Prominent Permabull Says Correction Not Over Yet, Expect “Final Capitulation”

This is source I found from another site, main source you can find in last paragraph

Despite the weak jobs report last week, the U.S. unemployment rate remains poised to fall below 5 percent within months. Consequently, even modest economic growth can now produce wage and price pressures, mandate higher interest rates, lower both stock and bond valuations and force Wall Street to finally wave goodbye to its great liquidity friend. Simply reviving Chinese economic growth or bottoming commodity prices may not end this stock market swoon. Today’s turbulence is more about correcting market vulnerabilities built up over the past six years, and finding a new foundation that will allow this bull market to resume as the U.S. economy moves toward full employment.

In our view, the stock market faces four major challenges.

First, in recent years investors have become more calm and confident than at any time in this recovery. Undoubtedly, investor confidence has cracked a bit during this correction. Some quantitative measures of investor sentiment now suggest bearishness (a positive for the stock market).

____________

Your instructions: Write out the article on the stock market correction word for word, from "In our view, the" to "the stock market).".

____________

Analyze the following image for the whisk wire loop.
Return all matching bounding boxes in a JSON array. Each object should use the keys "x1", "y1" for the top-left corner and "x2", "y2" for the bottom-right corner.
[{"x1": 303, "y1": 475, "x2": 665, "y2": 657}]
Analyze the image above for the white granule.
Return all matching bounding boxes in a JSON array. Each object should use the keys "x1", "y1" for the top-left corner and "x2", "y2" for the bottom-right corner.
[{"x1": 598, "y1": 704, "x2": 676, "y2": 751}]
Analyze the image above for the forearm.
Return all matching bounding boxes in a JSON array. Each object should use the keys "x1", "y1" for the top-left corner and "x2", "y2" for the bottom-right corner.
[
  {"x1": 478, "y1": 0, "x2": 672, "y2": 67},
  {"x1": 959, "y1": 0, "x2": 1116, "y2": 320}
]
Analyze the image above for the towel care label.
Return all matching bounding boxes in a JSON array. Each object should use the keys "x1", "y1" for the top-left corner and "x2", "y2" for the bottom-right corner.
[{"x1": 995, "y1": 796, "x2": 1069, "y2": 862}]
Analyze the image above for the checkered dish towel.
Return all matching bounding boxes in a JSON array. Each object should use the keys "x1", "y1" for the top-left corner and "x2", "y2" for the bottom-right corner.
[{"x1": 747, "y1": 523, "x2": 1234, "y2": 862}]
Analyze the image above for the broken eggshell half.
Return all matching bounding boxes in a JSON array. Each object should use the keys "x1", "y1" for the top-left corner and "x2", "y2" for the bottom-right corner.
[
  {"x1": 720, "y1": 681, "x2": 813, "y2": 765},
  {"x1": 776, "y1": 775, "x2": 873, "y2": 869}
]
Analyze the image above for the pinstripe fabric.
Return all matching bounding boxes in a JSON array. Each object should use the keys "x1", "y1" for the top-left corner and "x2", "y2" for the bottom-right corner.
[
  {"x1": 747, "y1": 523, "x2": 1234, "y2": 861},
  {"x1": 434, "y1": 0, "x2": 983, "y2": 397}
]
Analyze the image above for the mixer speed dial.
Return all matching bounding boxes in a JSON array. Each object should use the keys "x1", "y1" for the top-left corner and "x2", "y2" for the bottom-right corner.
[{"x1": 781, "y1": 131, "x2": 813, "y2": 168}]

____________

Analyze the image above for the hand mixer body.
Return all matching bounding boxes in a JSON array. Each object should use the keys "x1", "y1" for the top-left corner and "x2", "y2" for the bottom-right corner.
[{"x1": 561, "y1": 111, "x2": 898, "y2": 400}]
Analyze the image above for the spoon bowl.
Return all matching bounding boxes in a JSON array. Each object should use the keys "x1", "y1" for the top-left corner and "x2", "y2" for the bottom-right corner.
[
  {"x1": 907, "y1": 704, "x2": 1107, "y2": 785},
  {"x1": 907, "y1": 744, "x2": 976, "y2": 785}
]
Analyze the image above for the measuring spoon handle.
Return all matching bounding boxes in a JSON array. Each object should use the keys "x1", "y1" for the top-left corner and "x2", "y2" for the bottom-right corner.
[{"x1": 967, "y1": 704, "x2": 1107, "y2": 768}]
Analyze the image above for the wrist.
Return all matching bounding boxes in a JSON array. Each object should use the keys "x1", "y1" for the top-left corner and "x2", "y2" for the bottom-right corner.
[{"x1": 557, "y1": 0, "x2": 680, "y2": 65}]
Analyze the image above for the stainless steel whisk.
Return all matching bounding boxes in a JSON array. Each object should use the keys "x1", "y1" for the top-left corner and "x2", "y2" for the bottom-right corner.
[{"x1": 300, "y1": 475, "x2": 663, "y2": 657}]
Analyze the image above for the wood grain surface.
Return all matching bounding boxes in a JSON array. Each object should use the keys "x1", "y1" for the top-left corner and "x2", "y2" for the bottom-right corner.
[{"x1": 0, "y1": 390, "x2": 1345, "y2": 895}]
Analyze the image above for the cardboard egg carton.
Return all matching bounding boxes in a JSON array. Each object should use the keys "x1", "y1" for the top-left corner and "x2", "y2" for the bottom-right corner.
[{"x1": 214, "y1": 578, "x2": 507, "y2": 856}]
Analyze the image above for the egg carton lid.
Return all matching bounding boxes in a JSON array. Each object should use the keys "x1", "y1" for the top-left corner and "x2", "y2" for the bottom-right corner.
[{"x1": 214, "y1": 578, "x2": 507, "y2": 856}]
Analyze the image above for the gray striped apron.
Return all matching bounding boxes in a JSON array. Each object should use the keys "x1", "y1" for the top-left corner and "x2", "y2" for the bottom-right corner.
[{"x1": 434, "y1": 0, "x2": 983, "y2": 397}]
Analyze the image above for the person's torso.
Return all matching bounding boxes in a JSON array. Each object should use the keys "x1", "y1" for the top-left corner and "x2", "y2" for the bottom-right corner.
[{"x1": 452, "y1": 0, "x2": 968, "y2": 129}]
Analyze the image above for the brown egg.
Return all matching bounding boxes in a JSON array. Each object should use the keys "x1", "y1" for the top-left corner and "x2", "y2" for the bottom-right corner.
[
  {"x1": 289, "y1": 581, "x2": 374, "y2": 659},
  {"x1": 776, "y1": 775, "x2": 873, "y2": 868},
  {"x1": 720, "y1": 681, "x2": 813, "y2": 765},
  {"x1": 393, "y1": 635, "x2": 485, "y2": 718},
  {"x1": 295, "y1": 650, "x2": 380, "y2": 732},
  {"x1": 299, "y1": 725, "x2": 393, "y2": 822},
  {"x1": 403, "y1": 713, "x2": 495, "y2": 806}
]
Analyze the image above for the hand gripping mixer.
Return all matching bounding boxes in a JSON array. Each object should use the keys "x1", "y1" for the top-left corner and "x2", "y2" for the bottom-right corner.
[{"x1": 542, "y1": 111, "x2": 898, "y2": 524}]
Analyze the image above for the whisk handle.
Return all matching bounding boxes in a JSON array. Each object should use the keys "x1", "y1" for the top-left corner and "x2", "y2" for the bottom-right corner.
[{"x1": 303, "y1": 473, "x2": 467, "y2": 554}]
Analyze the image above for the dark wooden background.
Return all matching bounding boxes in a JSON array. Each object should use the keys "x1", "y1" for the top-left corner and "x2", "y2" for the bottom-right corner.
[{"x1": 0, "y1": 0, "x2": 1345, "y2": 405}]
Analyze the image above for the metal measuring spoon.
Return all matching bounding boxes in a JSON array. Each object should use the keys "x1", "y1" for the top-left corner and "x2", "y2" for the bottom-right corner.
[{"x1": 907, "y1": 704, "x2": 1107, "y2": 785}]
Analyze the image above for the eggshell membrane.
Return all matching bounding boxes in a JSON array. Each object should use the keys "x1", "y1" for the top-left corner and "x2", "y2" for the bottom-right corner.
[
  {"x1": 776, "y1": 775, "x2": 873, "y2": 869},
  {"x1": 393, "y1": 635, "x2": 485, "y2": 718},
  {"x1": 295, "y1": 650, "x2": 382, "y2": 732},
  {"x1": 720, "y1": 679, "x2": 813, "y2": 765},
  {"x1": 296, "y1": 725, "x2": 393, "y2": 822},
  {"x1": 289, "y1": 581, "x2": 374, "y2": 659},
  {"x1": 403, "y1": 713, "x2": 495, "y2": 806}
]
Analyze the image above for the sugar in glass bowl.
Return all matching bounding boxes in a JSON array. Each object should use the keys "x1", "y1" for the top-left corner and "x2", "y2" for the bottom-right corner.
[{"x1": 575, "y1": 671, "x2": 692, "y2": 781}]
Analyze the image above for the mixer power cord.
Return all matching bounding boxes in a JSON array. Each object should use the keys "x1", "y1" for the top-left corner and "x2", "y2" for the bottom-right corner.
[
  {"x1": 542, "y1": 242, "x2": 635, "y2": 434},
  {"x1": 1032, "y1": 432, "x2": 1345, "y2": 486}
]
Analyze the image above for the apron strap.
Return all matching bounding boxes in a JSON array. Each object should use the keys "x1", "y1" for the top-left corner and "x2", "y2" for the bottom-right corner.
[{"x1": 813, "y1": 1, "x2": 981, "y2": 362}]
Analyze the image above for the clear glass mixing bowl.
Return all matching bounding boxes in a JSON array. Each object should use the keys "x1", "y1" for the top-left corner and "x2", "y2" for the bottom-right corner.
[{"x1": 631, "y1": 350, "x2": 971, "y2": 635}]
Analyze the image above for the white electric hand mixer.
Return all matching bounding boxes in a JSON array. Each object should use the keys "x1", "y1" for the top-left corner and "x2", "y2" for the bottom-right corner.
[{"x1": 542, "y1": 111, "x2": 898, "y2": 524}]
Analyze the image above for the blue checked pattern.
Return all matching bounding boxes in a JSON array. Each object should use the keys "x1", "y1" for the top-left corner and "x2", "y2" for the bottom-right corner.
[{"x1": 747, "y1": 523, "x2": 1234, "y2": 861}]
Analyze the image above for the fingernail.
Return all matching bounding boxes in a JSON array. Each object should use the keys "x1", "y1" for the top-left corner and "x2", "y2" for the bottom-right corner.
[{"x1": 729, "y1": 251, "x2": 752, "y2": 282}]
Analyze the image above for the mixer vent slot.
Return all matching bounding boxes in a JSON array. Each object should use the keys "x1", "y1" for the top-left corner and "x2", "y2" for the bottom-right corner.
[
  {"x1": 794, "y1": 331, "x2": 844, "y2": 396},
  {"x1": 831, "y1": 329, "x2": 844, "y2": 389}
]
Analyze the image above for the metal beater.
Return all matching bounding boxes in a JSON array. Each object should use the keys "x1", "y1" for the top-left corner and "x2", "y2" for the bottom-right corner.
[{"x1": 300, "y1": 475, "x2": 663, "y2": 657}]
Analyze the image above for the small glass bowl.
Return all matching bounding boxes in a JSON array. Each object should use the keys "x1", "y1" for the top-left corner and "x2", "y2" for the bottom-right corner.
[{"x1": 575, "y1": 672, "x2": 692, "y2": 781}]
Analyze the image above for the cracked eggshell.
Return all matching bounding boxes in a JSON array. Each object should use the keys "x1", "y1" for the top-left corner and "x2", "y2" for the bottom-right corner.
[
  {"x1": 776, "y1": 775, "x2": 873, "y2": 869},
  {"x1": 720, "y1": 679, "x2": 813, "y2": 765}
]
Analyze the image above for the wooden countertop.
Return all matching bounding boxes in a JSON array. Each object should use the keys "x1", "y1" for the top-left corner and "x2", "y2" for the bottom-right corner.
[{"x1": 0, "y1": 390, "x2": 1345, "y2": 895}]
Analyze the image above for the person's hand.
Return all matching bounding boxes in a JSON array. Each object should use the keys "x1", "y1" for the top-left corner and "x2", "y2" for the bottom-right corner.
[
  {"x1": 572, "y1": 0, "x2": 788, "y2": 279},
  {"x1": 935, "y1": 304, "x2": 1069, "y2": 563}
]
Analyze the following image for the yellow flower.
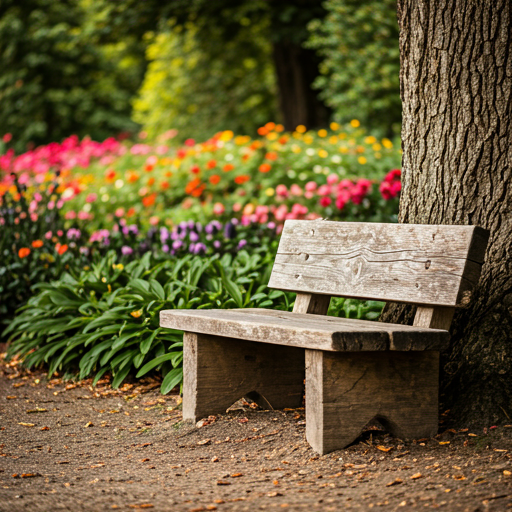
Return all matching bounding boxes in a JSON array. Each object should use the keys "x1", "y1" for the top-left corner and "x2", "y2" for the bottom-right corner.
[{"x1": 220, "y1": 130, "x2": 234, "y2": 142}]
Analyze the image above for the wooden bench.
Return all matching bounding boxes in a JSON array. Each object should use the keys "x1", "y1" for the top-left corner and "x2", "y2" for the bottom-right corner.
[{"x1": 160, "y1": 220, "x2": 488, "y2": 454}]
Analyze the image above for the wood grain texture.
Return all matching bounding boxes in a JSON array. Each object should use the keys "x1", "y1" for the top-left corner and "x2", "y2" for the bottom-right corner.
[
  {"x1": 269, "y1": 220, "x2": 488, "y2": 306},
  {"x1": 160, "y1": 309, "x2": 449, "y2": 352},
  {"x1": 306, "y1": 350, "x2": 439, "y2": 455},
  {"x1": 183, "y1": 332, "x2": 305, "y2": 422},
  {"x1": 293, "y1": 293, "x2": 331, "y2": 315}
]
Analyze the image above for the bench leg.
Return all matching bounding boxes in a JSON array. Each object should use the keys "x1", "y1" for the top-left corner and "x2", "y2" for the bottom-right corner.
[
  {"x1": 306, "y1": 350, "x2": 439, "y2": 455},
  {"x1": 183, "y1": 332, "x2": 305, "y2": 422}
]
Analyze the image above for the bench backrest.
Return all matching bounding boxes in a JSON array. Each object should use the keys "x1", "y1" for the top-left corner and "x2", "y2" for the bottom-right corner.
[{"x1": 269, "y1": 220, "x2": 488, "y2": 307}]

____________

Response:
In our view, the stock market faces four major challenges.

First, in recent years investors have become more calm and confident than at any time in this recovery. Undoubtedly, investor confidence has cracked a bit during this correction. Some quantitative measures of investor sentiment now suggest bearishness (a positive for the stock market).